╭─ Dataset records
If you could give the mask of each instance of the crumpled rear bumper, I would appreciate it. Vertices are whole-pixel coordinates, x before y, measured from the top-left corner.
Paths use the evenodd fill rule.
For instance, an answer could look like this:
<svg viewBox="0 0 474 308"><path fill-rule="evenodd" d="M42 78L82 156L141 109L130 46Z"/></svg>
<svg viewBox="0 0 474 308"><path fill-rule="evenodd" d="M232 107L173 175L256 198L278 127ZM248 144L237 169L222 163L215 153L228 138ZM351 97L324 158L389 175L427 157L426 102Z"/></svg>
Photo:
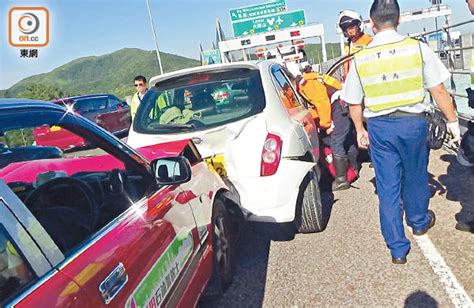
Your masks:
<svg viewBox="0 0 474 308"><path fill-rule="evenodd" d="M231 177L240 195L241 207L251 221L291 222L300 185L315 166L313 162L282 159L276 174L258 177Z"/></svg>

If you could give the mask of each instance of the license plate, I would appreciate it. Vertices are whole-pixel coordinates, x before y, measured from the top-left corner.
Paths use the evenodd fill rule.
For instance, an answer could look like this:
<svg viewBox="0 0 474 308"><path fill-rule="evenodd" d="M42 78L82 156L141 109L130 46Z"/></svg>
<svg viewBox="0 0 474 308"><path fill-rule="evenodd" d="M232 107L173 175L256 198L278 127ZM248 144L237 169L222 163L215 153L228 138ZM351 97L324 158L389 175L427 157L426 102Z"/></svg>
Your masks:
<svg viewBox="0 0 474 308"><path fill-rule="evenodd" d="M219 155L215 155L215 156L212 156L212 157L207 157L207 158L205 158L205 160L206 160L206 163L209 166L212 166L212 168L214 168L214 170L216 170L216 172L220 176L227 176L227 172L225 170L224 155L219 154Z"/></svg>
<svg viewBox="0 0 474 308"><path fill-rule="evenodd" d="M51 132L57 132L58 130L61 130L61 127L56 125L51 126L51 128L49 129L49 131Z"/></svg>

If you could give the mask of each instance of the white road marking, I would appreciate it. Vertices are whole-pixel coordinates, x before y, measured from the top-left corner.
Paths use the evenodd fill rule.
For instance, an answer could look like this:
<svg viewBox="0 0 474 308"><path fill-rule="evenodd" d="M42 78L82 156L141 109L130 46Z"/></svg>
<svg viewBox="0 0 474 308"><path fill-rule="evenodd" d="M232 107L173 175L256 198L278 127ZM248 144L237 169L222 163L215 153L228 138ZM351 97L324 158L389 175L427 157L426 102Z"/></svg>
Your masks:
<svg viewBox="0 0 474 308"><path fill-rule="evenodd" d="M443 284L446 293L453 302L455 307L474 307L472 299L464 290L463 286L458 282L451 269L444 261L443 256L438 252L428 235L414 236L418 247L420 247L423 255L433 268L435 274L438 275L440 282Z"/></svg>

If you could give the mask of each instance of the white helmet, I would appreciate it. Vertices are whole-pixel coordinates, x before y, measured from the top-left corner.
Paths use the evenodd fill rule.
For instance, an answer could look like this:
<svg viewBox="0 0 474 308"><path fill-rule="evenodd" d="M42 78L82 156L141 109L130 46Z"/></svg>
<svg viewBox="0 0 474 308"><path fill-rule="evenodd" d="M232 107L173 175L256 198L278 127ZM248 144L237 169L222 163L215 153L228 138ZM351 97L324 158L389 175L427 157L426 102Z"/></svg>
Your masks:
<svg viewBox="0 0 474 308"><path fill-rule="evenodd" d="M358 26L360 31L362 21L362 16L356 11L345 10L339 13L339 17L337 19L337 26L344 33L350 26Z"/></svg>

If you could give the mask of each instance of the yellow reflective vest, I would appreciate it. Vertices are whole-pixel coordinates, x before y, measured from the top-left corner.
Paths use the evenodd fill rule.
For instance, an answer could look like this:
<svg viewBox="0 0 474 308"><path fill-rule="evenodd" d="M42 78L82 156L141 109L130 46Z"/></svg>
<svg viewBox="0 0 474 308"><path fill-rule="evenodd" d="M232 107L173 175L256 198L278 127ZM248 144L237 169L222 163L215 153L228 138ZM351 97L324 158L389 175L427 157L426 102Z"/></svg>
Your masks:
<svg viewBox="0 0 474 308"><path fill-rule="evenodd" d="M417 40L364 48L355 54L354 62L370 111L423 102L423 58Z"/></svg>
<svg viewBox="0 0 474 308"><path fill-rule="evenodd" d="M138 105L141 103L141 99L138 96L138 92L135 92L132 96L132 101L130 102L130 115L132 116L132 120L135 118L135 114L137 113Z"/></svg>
╰─
Within the records above, determine how many lines contain the word "give". Respond with that number and no other text.

Output: 5